Article
To Publications by Topic, Publications by Date, Talks, Recent Research News, Home Page
News on Some Recent Research Results
- January 2012 -- Scalable, Energy-Efficient Memory Systems Our
ICAC 2011 paper, "Memory Power
Management via Dynamic Voltage/Frequency Scaling",
demonstrates that memory systems which are provisioned for high
performance with memory-intensive applications are often overkill
for many other applications which do not require as much memory
bandwidth. Running memory at a lower frequency has a minimal impact
on the performance of these applications, and also allows for an
operating voltage reduction, which significantly reduces memory
system power and thus increases energy efficiency. We demonstrate a
dynamic voltage/frequency scaling approach to increasing memory
system energy efficiency which observes memory bandwidth at runtime
and scales the memory frequency and voltage with this bandwidth
demand. Significantly, we evaluate this on a real server platform by
using memory controller timing registers in the Intel Nehalem, which
replicates the effect of dynamically adjustable memory frequency.
Combined with an analytical model for power savings, we show that
memory power can be reduced by 10.4% on average (20.5% max in one
workload) with only 0.17% on performance. You can view our slides
here: pptx, pdf.
- December 2011 -- Scalable Memory
Systems: Our latest work on memory interference handling,
"Reducing Memory Interference in
Multicore Systems via Application-Aware Memory Channel
Partitioning", was presented at MICRO 2011. You can view our
slides here.
Inter-application interference at the main memory is a major impediment to
individual application and system performance. Many past works, including ours,
have addressed this problem by application-aware request reordering in the memory controller. This
paper presents a fundamentally different alternative approach to address this
problem - application-aware Memory Channel Partitioning (MCP). The key idea of
MCP is to map the data of badly-interfering applications to different memory
channels. MCP performs slightly better than the current best memory request
scheduling policy while involving no changes to the memory controller. We also
observe that inter-application interference can be mitigated even better with a
combination of memory channel partitioning and request scheduling. We propose an
Integrated Memory Partitioning and Scheduling (IMPS) mechanism that improves
system performance over the current best memory request scheduler, while
incurring minimal hardware complexity.
- October 2011 -- Efficient Cache
Management: Caches are critical to performance in modern
microprocessors/systems. Unfortunately, not all blocks inserted
into the cache are reused later, largely degrading the
performance benefit of a cache. We propose a new mechanism,
VTS-cache, to predict how likely it is that a missed block will
be reused if it is inserted into the cache and use this
prediction to decide at what location in the cache the block
should be inserted. VTS-cache uses the recency of eviction of a
block to predict its future reuse behavior. We provide a
practical, low-cost implementation of VTS-cache, without
modifying the existing cache structure. Our technical
report, "Improving
Cache Performance using Victim Tag Stores," describes the
mechanism and shows that VTS-cache outperforms five
state-of-the-art proposals.

Dataset
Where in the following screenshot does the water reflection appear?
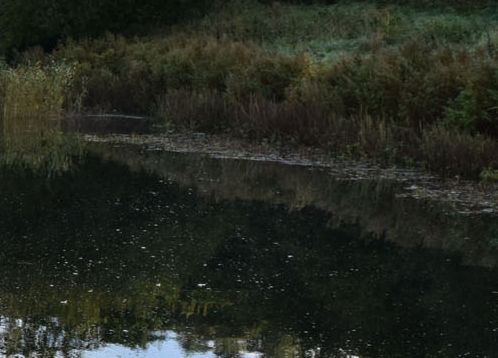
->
[0,152,498,358]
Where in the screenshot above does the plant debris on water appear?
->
[84,133,498,216]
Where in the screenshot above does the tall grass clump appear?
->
[0,64,78,173]
[18,0,498,176]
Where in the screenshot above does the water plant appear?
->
[1,64,79,173]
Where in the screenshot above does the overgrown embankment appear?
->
[0,0,498,178]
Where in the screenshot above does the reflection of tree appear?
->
[0,155,498,358]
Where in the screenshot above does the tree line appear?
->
[0,0,492,58]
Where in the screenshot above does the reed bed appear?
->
[0,65,81,174]
[4,0,498,177]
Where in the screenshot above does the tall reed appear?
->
[1,64,81,173]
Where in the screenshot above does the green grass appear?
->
[2,0,498,177]
[0,64,79,175]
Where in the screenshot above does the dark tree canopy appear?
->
[0,0,211,55]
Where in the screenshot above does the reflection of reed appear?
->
[2,66,80,172]
[87,144,498,266]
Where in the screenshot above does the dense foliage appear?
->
[0,0,498,177]
[0,0,210,55]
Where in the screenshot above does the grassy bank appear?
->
[3,0,498,178]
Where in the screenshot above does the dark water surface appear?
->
[0,148,498,358]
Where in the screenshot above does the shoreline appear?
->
[82,133,498,217]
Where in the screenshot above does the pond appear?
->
[0,144,498,358]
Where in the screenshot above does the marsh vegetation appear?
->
[2,0,498,178]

Your tasks
A - In the research news page, by how much on average can memory power be reduced with the dynamic voltage/frequency scaling approach?
B - Please write the next part of the research news page, following on from its final entry.

The responses
A - By 10.4% on average.

B -
- October 2011 -- Energy-efficient Communication
Substrates: We are designing and evaluating on-chip
interconnects with new designs that provide high performance with very
simple router hardware, and low energy and area overhead. In our
recent technical
report,
"A High-Performance Hierarchical Ring On-Chip Interconnect with
Low-Cost Routers," we show that a hierarchy of rings on-chip
provides nearly the same performance as a baseline high-performance
mesh network, while using very simple ring routers and minimal
buffering. The key insight is to use a high-bandwidth global ring to
join several smaller local rings, and connect rings with simple
transfer or "bridge" routers. The global ring allows quick cross-chip
journeys and alleviates interference seen in both meshes and
single-ring designs. Our technical report provides solutions to ensure
forward progress in such a network (i.e., avoid livelock and
deadlock), and demonstrates with synthesis-based hardware modeling
that such designs are practical.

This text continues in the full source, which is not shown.